▶ **What you are asked to do**: Transcribe the rows from their beginning through the line containing "positive clicks: (907, 937)", with both ends included, and leave the pictures out.

[Stored data entries]
_ _ _ _ _

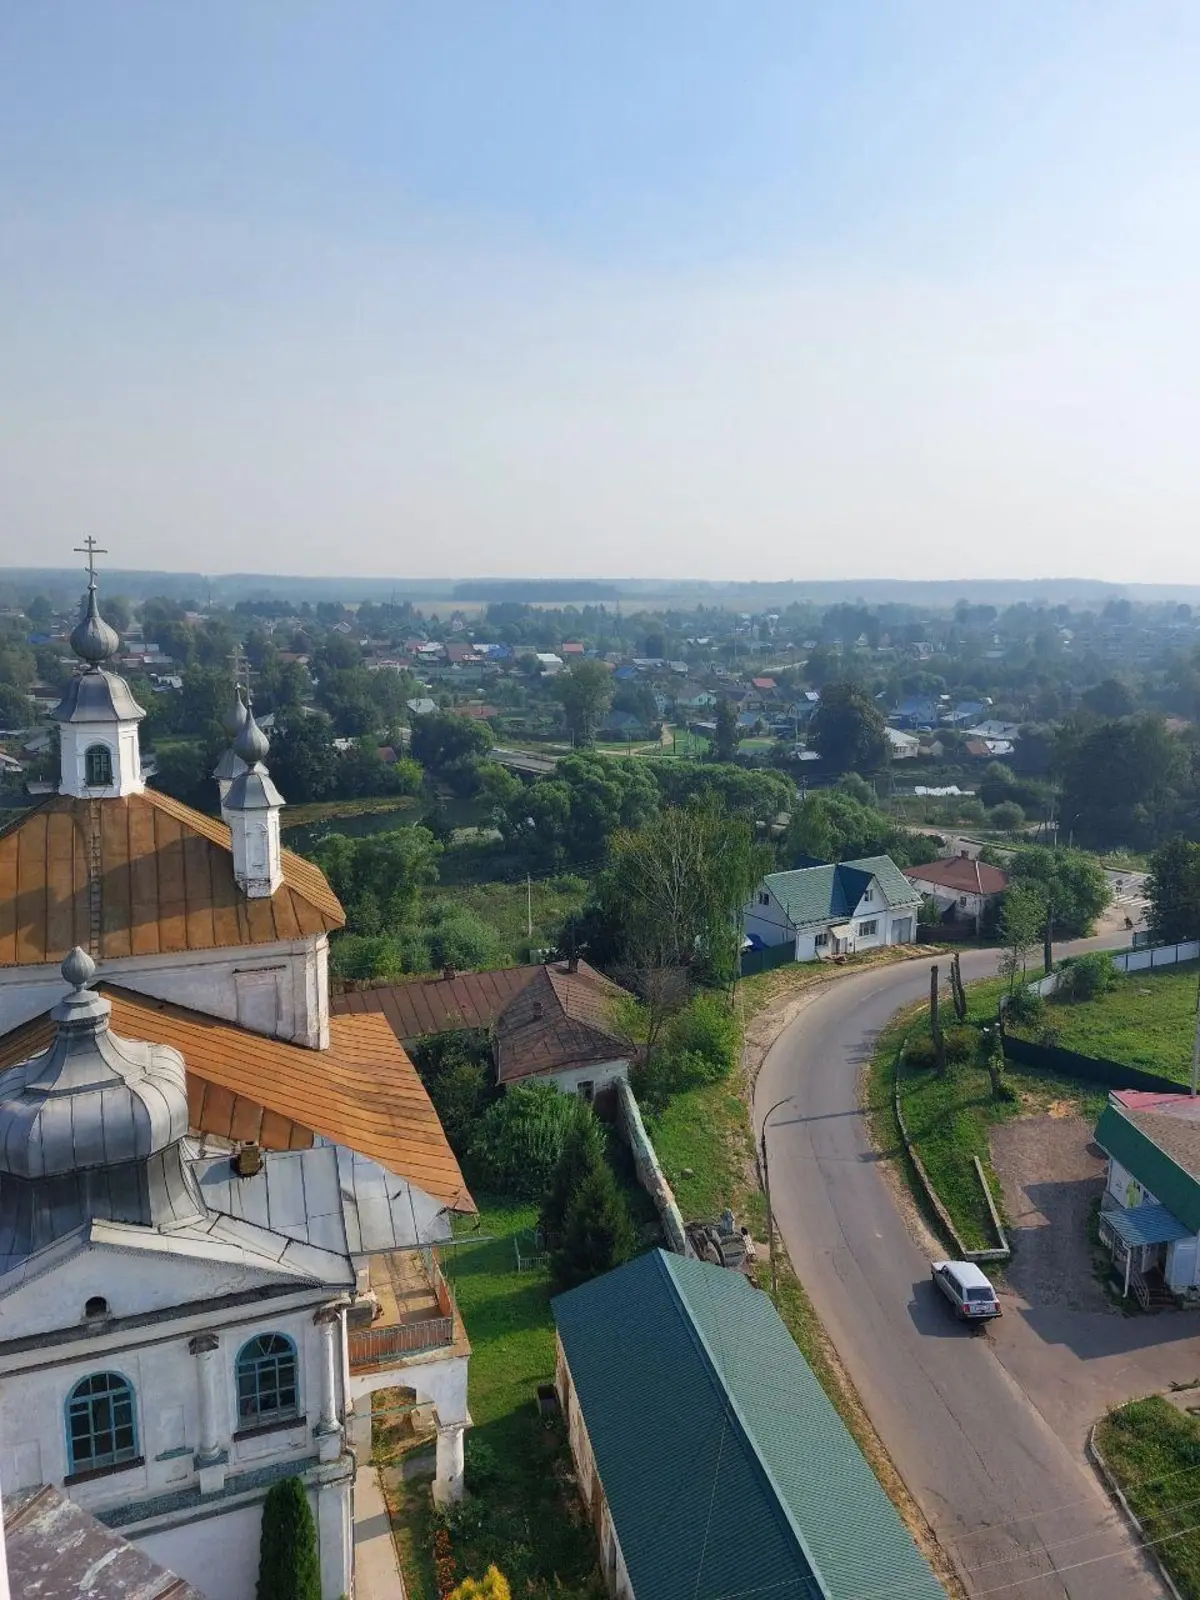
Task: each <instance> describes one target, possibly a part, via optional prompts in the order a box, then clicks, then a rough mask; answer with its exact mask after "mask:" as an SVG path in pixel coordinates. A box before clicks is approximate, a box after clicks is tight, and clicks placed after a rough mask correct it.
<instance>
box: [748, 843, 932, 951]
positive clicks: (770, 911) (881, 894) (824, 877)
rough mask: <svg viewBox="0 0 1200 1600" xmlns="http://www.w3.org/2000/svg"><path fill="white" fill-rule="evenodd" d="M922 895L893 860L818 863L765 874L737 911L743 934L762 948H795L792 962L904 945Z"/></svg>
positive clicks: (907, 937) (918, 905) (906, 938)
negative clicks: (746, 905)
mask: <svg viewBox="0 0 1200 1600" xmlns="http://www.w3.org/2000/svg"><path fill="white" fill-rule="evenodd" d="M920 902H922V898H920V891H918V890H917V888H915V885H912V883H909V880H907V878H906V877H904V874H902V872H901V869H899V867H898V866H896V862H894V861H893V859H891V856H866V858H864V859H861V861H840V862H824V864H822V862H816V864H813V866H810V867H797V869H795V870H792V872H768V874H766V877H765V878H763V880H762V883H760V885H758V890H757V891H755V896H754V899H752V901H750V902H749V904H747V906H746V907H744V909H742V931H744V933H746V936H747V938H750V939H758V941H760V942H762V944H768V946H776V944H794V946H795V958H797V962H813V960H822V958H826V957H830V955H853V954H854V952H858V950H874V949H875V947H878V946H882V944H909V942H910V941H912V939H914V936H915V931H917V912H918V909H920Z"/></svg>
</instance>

_ _ _ _ _

▶ **Answer to this problem**:
Task: each <instance> describes one target, possibly a part, via optional prompts in the order a box, then clicks, then a rough mask; answer with its exact mask after "mask:" as an SVG path in pixel coordinates. A box before clicks is approximate, a box after clicks is tight, and clicks placed after a rough mask correct it.
<instance>
box: [748, 843, 932, 951]
positive clicks: (770, 911) (881, 894) (824, 877)
rough mask: <svg viewBox="0 0 1200 1600" xmlns="http://www.w3.org/2000/svg"><path fill="white" fill-rule="evenodd" d="M922 895L893 860L818 863L765 874L737 911L743 934L762 948H795L792 962L904 945Z"/></svg>
positive clicks: (907, 937) (918, 905) (906, 938)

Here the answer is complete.